Exercise input>
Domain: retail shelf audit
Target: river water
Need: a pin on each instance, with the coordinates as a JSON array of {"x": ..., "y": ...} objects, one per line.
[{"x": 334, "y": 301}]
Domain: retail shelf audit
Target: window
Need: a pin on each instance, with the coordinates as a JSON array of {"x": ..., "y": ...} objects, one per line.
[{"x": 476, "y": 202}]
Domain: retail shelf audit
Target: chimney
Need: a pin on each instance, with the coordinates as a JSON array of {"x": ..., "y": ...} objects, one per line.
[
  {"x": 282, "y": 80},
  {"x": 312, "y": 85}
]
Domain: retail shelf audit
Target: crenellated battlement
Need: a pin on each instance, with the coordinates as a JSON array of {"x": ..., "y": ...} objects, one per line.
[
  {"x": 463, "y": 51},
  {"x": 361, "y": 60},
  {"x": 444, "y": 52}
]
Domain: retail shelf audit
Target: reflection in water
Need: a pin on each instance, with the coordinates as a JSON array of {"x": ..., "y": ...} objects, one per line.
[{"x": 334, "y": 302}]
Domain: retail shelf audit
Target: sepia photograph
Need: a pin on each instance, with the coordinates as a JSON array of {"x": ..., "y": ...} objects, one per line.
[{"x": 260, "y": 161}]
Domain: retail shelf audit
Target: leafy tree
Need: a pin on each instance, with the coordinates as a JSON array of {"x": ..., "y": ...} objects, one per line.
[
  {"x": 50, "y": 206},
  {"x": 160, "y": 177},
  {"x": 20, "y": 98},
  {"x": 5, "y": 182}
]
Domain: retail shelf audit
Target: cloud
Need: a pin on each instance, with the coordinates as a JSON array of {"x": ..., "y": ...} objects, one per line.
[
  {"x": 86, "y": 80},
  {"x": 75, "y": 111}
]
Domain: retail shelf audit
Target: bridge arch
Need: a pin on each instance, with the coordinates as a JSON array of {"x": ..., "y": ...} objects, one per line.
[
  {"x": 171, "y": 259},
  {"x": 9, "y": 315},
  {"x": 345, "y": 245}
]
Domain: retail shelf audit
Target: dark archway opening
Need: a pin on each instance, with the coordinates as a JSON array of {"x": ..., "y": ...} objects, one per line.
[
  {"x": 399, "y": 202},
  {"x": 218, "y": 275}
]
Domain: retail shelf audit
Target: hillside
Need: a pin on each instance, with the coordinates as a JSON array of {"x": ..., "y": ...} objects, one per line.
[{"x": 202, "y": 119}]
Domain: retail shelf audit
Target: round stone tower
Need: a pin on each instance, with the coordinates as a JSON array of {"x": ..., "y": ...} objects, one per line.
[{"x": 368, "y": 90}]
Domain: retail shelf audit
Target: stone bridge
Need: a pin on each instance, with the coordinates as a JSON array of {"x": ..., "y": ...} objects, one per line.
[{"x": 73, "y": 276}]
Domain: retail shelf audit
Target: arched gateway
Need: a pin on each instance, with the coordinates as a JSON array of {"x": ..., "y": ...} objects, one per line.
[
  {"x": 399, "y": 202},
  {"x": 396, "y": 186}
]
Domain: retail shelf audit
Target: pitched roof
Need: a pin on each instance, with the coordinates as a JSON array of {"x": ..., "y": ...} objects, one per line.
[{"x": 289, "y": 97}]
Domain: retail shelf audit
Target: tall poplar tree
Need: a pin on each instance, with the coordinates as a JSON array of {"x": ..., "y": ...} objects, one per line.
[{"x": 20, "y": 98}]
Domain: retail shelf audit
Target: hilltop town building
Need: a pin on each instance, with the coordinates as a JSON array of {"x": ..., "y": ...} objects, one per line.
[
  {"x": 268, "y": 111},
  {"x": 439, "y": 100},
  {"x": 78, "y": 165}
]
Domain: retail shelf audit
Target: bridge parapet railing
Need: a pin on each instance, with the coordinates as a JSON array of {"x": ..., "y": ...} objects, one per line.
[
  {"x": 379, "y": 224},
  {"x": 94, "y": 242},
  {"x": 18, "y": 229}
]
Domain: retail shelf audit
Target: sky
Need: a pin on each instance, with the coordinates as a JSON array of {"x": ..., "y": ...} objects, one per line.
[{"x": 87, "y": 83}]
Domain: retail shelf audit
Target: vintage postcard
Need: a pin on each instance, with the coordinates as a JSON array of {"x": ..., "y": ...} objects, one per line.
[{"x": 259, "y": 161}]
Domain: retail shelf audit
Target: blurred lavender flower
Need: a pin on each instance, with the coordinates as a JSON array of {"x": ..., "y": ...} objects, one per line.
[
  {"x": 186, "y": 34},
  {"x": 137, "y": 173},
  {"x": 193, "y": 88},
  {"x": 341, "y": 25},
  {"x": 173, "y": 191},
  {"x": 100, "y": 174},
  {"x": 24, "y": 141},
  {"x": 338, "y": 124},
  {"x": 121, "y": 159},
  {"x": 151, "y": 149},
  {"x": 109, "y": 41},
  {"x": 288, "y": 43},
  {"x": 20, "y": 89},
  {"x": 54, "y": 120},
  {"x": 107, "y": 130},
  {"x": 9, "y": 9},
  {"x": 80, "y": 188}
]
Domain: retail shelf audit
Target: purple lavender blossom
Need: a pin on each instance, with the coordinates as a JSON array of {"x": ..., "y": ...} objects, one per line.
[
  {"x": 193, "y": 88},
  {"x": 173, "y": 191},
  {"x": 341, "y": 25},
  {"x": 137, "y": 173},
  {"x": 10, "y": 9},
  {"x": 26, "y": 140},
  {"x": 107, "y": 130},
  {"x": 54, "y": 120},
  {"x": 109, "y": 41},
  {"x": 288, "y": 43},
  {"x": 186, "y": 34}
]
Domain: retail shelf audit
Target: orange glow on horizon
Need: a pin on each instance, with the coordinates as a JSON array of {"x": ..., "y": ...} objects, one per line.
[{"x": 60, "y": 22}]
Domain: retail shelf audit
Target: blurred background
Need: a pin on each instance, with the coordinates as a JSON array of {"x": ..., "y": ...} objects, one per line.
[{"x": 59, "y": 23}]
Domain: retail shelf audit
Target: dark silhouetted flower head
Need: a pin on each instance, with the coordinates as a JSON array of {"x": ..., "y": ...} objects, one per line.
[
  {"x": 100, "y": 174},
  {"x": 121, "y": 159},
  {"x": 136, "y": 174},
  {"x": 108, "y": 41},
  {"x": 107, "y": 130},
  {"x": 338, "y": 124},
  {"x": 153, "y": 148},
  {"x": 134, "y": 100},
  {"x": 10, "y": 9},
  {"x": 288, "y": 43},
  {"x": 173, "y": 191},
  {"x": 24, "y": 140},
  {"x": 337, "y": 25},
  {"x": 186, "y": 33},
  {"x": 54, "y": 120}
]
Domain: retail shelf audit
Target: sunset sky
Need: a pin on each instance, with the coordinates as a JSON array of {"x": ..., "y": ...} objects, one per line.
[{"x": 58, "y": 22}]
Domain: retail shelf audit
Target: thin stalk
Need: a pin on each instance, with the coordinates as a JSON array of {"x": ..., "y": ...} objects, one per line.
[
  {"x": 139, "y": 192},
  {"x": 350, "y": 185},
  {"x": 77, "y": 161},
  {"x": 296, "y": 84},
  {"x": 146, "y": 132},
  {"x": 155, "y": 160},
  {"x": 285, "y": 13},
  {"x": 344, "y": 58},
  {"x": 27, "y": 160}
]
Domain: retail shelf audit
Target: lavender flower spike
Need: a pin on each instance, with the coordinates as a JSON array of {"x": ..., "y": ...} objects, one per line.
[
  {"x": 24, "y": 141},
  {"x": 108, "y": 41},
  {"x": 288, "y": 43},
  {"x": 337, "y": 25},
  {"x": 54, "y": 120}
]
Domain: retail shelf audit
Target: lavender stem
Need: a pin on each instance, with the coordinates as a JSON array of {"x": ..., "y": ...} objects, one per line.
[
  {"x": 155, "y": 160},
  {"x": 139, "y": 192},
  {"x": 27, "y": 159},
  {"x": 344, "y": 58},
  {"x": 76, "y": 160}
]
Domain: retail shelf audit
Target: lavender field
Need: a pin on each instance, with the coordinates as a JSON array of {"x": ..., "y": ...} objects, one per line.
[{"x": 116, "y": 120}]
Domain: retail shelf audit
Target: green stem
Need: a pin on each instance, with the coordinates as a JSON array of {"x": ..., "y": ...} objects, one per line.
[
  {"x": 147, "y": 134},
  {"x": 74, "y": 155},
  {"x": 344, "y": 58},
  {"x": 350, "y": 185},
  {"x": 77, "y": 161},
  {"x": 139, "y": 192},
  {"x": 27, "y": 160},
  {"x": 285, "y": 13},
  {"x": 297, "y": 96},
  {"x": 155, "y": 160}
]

Goal of the exercise> Please display every line from the rows above that contains the word "flower". Case counts.

Expected answer>
Target: blurred lavender flower
Target: dark silhouetted flower head
Target: lavender flower spike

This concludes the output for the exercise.